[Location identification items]
-----

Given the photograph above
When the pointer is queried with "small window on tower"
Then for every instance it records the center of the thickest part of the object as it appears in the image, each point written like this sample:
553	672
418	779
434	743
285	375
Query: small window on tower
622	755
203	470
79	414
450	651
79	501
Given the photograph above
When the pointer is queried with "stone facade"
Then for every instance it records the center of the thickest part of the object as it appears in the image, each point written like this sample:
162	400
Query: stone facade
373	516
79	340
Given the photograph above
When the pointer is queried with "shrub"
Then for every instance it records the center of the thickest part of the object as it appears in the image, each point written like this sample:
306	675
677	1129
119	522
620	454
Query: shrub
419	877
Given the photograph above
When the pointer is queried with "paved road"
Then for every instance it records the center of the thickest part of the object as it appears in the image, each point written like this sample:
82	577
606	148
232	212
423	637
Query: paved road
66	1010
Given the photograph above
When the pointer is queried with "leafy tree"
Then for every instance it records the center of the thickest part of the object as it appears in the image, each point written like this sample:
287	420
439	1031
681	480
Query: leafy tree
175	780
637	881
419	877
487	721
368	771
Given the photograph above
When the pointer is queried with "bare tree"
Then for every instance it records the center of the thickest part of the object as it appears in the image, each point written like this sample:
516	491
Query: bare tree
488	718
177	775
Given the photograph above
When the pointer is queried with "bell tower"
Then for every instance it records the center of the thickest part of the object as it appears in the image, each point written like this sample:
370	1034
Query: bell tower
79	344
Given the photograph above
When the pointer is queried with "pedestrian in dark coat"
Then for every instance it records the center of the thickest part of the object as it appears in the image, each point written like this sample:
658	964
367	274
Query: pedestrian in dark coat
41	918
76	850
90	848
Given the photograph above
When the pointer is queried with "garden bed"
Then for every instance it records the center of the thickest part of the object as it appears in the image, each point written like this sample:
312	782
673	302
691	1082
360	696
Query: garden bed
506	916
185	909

-----

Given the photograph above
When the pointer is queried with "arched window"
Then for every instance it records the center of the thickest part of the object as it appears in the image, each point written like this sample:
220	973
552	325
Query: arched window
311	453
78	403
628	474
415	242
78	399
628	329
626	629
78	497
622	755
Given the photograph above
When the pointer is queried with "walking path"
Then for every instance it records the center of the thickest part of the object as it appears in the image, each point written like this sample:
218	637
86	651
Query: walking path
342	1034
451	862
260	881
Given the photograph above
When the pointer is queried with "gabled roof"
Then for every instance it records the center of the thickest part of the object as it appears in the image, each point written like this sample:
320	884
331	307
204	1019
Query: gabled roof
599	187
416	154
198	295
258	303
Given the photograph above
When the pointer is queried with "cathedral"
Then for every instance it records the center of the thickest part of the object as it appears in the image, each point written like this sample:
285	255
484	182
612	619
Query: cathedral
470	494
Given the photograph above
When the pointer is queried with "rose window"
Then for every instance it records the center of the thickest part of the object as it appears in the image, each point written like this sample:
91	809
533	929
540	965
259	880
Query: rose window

-----

Written exercise: How many lines in the data above contain the word "gabled"? Reply with the number only.

Solved problem: 2